== Your instructions ==
Output the entries underneath exactly as they are.

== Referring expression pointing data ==

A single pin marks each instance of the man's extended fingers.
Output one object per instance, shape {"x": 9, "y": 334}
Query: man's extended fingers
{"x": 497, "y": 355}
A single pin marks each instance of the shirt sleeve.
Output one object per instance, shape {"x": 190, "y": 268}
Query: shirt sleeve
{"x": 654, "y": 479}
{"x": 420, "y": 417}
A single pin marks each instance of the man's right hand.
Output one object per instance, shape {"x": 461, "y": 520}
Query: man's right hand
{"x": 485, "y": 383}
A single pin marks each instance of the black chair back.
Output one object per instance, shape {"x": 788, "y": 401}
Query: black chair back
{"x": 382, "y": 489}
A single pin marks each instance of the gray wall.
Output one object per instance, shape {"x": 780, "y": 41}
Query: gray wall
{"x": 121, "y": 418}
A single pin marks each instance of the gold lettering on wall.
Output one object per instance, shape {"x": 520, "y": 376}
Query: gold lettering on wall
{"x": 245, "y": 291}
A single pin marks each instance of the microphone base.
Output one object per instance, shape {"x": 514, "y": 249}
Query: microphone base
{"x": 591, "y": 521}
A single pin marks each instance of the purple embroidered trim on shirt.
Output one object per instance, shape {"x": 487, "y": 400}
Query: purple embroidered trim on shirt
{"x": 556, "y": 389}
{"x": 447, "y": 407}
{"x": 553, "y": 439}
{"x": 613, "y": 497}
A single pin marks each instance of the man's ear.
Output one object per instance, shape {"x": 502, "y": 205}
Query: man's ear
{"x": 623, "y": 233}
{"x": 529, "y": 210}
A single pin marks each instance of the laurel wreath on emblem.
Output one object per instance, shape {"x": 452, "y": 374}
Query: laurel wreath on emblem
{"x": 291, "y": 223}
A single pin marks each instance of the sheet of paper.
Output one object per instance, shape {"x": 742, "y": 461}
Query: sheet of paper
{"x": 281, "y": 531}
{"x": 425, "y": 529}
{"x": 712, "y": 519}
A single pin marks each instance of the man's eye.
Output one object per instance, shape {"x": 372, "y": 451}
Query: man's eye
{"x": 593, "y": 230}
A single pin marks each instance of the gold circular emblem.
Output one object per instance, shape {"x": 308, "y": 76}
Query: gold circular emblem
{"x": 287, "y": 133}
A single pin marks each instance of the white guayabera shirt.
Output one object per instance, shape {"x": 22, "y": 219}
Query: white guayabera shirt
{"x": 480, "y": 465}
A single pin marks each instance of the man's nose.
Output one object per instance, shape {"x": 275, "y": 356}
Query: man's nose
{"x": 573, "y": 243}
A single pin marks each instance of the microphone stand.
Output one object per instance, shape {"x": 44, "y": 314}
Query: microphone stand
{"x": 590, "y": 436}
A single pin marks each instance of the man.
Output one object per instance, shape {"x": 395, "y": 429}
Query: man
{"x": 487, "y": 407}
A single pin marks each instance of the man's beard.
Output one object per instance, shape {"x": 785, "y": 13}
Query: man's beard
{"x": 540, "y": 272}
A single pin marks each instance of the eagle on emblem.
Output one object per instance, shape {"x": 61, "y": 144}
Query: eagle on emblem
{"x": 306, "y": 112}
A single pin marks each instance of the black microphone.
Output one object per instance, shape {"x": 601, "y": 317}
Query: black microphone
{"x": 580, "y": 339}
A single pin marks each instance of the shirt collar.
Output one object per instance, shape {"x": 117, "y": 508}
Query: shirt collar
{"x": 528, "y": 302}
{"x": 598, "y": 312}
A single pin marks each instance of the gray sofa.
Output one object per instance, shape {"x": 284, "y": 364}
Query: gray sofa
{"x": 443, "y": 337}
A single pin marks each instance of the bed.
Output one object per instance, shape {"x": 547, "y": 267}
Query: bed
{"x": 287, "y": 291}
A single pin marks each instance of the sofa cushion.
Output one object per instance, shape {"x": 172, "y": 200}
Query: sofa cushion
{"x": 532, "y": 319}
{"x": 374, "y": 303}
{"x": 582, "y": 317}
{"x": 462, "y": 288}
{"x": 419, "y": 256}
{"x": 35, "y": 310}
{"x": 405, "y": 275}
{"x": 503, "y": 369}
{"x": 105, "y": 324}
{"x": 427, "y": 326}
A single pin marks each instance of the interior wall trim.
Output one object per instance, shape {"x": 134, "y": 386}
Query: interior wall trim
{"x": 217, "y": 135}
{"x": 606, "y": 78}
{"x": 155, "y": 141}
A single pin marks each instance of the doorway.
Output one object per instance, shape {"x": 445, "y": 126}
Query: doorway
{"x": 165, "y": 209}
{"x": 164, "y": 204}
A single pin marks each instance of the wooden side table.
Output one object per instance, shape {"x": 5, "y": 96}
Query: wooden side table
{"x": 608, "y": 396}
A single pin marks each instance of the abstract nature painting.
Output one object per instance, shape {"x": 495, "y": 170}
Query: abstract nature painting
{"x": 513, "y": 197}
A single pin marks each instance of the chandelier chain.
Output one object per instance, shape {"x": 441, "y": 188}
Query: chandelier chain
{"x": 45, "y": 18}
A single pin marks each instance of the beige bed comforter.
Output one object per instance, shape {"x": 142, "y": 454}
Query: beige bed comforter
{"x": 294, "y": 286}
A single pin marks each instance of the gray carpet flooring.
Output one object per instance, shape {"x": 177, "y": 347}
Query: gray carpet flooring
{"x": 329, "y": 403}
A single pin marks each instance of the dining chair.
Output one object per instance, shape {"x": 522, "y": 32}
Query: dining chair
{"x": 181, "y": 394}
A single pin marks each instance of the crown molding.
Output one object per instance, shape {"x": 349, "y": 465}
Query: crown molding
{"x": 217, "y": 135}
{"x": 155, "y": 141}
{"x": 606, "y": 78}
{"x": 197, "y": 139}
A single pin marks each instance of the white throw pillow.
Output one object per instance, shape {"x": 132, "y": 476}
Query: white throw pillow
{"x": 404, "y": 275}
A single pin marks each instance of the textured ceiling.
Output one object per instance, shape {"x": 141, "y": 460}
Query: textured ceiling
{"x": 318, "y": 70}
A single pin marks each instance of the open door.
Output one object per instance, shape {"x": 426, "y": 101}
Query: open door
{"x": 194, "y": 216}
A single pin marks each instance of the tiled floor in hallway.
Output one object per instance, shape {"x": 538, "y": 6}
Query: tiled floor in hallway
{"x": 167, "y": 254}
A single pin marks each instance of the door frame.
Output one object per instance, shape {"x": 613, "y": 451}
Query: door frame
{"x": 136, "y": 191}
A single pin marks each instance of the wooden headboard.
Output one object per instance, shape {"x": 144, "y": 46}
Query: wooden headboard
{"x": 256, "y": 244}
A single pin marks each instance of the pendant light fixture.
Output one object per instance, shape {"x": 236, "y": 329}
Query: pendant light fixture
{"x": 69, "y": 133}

== Result ==
A single pin marks each instance of the man's extended fingers.
Output one object per instance, shape {"x": 9, "y": 334}
Query: man's extended fingers
{"x": 497, "y": 355}
A single pin marks each instance of the shirt sleeve.
Output one object per instance, shape {"x": 190, "y": 268}
Query: shirt sleeve
{"x": 654, "y": 479}
{"x": 420, "y": 417}
A single pin marks each instance of the man's right hand.
Output one object per instance, shape {"x": 461, "y": 520}
Query: man's right hand
{"x": 485, "y": 383}
A single pin marks each instance of the black chair back.
Output one object per instance, shape {"x": 788, "y": 401}
Query: black chair back
{"x": 382, "y": 489}
A single pin marks each instance of the gray wall.
Output one object per instance, shape {"x": 780, "y": 41}
Query: gray wall
{"x": 121, "y": 418}
A single pin marks each instance of the gold lettering on wall.
Output one object per instance, shape {"x": 520, "y": 376}
Query: gold lettering on wall
{"x": 245, "y": 291}
A single pin marks each instance of the microphone base.
Output one object per instance, shape {"x": 514, "y": 249}
Query: microphone base
{"x": 591, "y": 521}
A single pin marks each instance of the purple embroidered trim on shirt.
Output one object per instance, shape {"x": 487, "y": 400}
Query: purple embroidered trim on shirt
{"x": 556, "y": 389}
{"x": 447, "y": 407}
{"x": 553, "y": 439}
{"x": 613, "y": 497}
A single pin marks each instance of the man's ear.
Output one object per instance, shape {"x": 502, "y": 205}
Query: man's ear
{"x": 623, "y": 233}
{"x": 529, "y": 210}
A single pin marks each instance of the laurel wreath on emblem.
Output one object per instance, shape {"x": 452, "y": 374}
Query: laurel wreath on emblem
{"x": 291, "y": 223}
A single pin marks each instance of the sheet of paper.
Output one object per instance, shape {"x": 742, "y": 461}
Query: sheet of paper
{"x": 281, "y": 531}
{"x": 425, "y": 529}
{"x": 712, "y": 519}
A single pin marks each instance of the man's eye.
Output one object per instance, shape {"x": 372, "y": 451}
Query: man's eye
{"x": 593, "y": 230}
A single pin marks each instance of the gold circular emblem.
Output one object per instance, shape {"x": 308, "y": 76}
Query: gold circular emblem
{"x": 287, "y": 133}
A single pin marks each instance of the white guayabera shirt.
Output one object per instance, shape {"x": 22, "y": 219}
Query: white guayabera shirt
{"x": 480, "y": 465}
A single pin marks each instance of the man's nose.
Output one object per instance, shape {"x": 275, "y": 356}
Query: man's nose
{"x": 573, "y": 243}
A single pin marks each instance of the microphone stand.
Output one object per instance, shape {"x": 44, "y": 314}
Query: microphone stand
{"x": 590, "y": 436}
A single pin marks each instance of the man.
Output one object per instance, shape {"x": 395, "y": 429}
Query: man
{"x": 487, "y": 407}
A single pin marks each instance of the man's beard.
Output one object per instance, shape {"x": 785, "y": 13}
Query: man's beard
{"x": 540, "y": 272}
A single pin marks each instance of the eagle on emblem.
Output one object per instance, shape {"x": 61, "y": 144}
Query: eagle on emblem
{"x": 306, "y": 112}
A single pin marks each instance of the black microphone.
Output one object per instance, shape {"x": 601, "y": 317}
Query: black microphone
{"x": 580, "y": 339}
A single pin marks each instance of the shirt collar.
Output one object per instance, shape {"x": 117, "y": 508}
Query: shirt collar
{"x": 528, "y": 302}
{"x": 598, "y": 312}
A single pin marks each instance of the gray sofa.
Output one object per instance, shape {"x": 284, "y": 364}
Query: gray sofa
{"x": 443, "y": 337}
A single pin marks each instance of the bed.
Output one object per instance, shape {"x": 547, "y": 267}
Query: bed
{"x": 287, "y": 291}
A single pin marks each instance of the sofa cushion.
Output one object per instance, shape {"x": 172, "y": 200}
Query: sofa cushion
{"x": 532, "y": 319}
{"x": 374, "y": 303}
{"x": 582, "y": 317}
{"x": 462, "y": 288}
{"x": 419, "y": 256}
{"x": 35, "y": 310}
{"x": 405, "y": 275}
{"x": 503, "y": 369}
{"x": 105, "y": 324}
{"x": 427, "y": 326}
A single pin marks each instance of the interior wall trim.
Output one object per instance, shape {"x": 134, "y": 386}
Query: interior wall trim
{"x": 217, "y": 135}
{"x": 606, "y": 78}
{"x": 155, "y": 141}
A single pin marks each instance of the doorway.
Output one object per instance, shape {"x": 445, "y": 126}
Query: doorway
{"x": 165, "y": 209}
{"x": 164, "y": 204}
A single pin marks each instance of the wooden side table.
Output one object per instance, shape {"x": 5, "y": 96}
Query: wooden side table
{"x": 608, "y": 396}
A single pin marks each instance of the abstract nature painting.
Output one object per instance, shape {"x": 495, "y": 170}
Query: abstract nature painting
{"x": 513, "y": 197}
A single pin marks each instance of the chandelier chain.
Output one object per instance, shape {"x": 441, "y": 188}
Query: chandelier chain
{"x": 45, "y": 18}
A single pin marks each instance of the beige bed comforter.
Output one object per instance, shape {"x": 142, "y": 454}
Query: beige bed comforter
{"x": 294, "y": 286}
A single pin marks each instance of the gray carpet flooring.
Output one object per instance, shape {"x": 177, "y": 347}
Query: gray carpet flooring
{"x": 329, "y": 403}
A single pin marks each instance of the dining chair.
Output one object per instance, shape {"x": 522, "y": 32}
Query: dining chair
{"x": 181, "y": 394}
A single pin marks each instance of the crown molding.
Output one object per instance, shape {"x": 349, "y": 465}
Query: crown molding
{"x": 217, "y": 135}
{"x": 155, "y": 141}
{"x": 606, "y": 78}
{"x": 197, "y": 139}
A single pin marks each instance of the white throw pillow.
Output one object per instance, shape {"x": 132, "y": 476}
Query: white throw pillow
{"x": 404, "y": 275}
A single pin marks each instance of the textured ceiling.
Output one object per instance, shape {"x": 141, "y": 460}
Query: textured ceiling
{"x": 318, "y": 70}
A single pin marks each instance of the open door.
Output one object per instance, shape {"x": 426, "y": 101}
Query: open door
{"x": 194, "y": 216}
A single pin marks each instance of the tiled floor in hallway.
Output one object per instance, shape {"x": 538, "y": 6}
Query: tiled floor in hallway
{"x": 167, "y": 254}
A single pin marks each instance of the door frame.
Output one object per instance, shape {"x": 613, "y": 451}
Query: door frame
{"x": 136, "y": 191}
A single pin marks each instance of the wooden headboard.
Output one object per instance, shape {"x": 144, "y": 46}
Query: wooden headboard
{"x": 256, "y": 244}
A single pin marks each instance of the pendant light fixture.
Output one object per instance, shape {"x": 236, "y": 329}
Query: pendant light fixture
{"x": 69, "y": 133}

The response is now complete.